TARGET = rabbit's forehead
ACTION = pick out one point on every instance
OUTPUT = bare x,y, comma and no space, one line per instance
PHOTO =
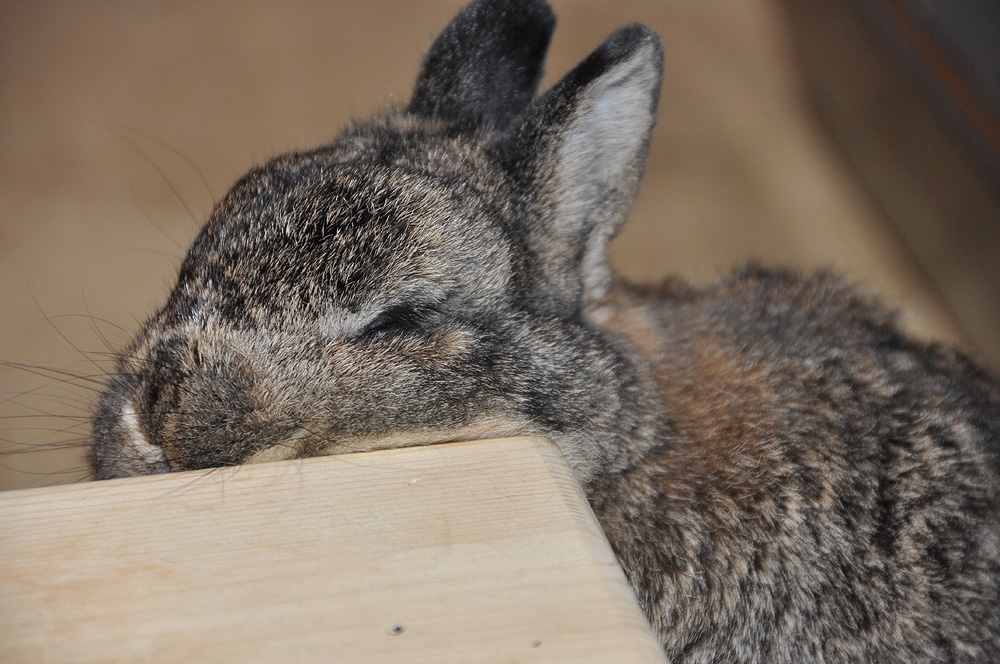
343,242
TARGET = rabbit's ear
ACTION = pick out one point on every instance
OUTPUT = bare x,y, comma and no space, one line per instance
580,153
485,65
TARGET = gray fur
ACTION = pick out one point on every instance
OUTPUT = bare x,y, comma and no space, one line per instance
783,474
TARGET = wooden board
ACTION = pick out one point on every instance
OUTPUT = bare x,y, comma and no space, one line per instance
467,552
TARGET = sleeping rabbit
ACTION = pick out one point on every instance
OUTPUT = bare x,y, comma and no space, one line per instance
783,474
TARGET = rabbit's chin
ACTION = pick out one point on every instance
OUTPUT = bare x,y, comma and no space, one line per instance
308,446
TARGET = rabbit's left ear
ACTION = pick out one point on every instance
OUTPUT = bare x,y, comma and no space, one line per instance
485,65
579,153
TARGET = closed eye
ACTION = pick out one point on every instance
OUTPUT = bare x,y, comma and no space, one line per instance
395,321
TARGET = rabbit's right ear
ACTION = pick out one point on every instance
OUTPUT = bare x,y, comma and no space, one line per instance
485,65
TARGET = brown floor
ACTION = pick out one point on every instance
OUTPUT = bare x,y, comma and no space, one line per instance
121,123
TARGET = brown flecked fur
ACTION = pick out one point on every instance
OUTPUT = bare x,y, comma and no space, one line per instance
783,474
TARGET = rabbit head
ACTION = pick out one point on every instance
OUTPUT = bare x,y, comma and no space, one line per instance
434,274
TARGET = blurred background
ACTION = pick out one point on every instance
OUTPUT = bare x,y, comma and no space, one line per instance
786,134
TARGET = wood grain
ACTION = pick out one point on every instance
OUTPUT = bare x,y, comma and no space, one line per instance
471,552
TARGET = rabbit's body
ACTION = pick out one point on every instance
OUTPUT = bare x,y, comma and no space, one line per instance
827,487
783,475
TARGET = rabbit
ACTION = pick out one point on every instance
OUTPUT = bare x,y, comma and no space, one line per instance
783,474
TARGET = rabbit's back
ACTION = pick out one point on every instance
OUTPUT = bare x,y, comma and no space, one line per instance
825,486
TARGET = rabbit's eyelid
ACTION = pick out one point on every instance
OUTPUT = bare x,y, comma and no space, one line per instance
398,317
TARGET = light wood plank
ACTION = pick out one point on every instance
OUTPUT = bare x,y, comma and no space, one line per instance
472,552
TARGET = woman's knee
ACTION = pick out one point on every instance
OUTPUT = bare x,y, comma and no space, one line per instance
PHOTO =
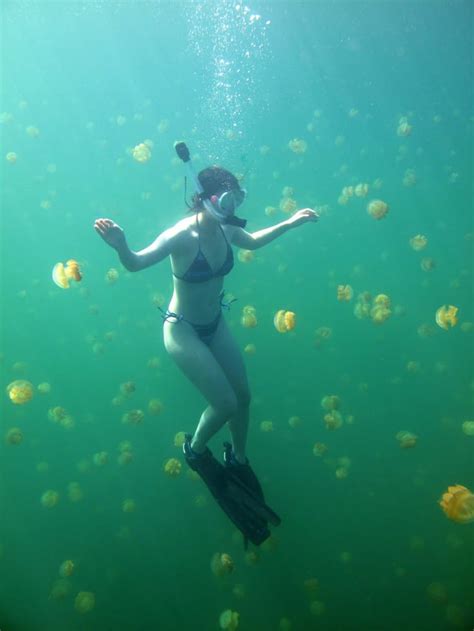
---+---
Give all of the data above as a JSON list of strings, one string per line, leaving out blank lines and the pictures.

[
  "TARGET = rabbit's forehead",
  "ACTION = pick out one point on every instance",
  "OUTPUT = bare x,y, comma and no space, one line per instance",
  "PHOTO =",
  "343,242",
  "TARGET = rabbit's ear",
  "ACTION = pick out one point on every instance",
  "OUTPUT = bare x,y, comma and no space, one line per instance",
  "580,153",
  "485,65",
  "TARGET = gray fur",
  "ACTION = pick out one point on every instance",
  "OUTPUT = bare x,y, comma and no space, one line per instance",
  "783,474",
  "TARGET = wooden board",
  "ACTION = pick out one point on every instance",
  "OUTPUT = bare x,y, comma and no space, one line per instance",
  "467,552",
  "TARGET = sleeping rabbit",
  "ACTION = pick out one point on every instance",
  "OUTPUT = bare x,y, comma and no space, one line per instance",
  "783,474",
  "TARGET = rabbit's chin",
  "ACTION = pick out one point on every instance",
  "OUTPUT = bare x,y, comma and no space, one line per instance",
  "308,446",
  "TARGET = rabbit's left ear",
  "ACTION = pick out one point on every instance",
  "OUTPUT = bare x,y, comma and no space, one line per instance",
  "485,65",
  "579,153",
  "TARGET = closed eye",
  "ACTION = pick out one point on every instance",
  "OUTPUT = bare x,y, comma and no space, one line per instance",
  "395,321",
  "TARGET = rabbit's right ear",
  "ACTION = pick out one point on every instance",
  "OUTPUT = bare x,y, comma and no space, one line per instance",
  "485,65",
  "TARGET = brown floor",
  "ACTION = pick out one point on every instance",
  "OUTPUT = bare x,y, comma and no space, one line per instance",
  "121,123",
  "TARGET = brown flecked fur",
  "ACTION = pick out one point on every instance",
  "OUTPUT = bare x,y, comma and no space, one line per instance",
  "783,474",
  "TARGET = rabbit head",
  "ACTION = pick out one point on every instance",
  "OUTPUT = bare x,y, comma and no space, one line per instance",
  "434,274",
  "TARGET = blurred background",
  "ACTION = pick out one point on every instance",
  "OUTPUT = bare x,y, comma and no space, one line per instance",
  "786,134",
  "TARGET = wood grain",
  "ACTION = pick out one point on every instance",
  "OUTPUT = bare x,y, comma and no space, one line per instance",
  "471,552",
  "TARGET = rabbit's body",
  "ACTION = pick out one point on every instance",
  "OUTPUT = bare x,y, comma and no space, one line per instance",
  "827,487",
  "783,475",
  "TARGET = rabbit",
  "ACTION = pick out one point on every instance",
  "OUTPUT = bare x,y, comma and no space, one line per instance",
  "783,474",
  "TARGET = rabbit's back",
  "ACTION = pick out one point on every instance",
  "OUTPUT = bare x,y, comma and no space, one line per instance",
  "825,486",
  "TARGET = rabbit's eyelid",
  "ACTION = pick out one point on every instance",
  "OUTPUT = bare x,y, comma and no space, one line per instance",
  "398,317",
  "TARGET = light wood plank",
  "ACTION = pick out one point on every instance",
  "OUTPUT = bare x,y, comma and no space, one line per instance",
  "472,552",
  "TARGET = woman's knee",
  "ACTION = pick out one point on every instance",
  "OUTPUT = bare x,y, comma and no space, one line per instance",
  "PHOTO ="
]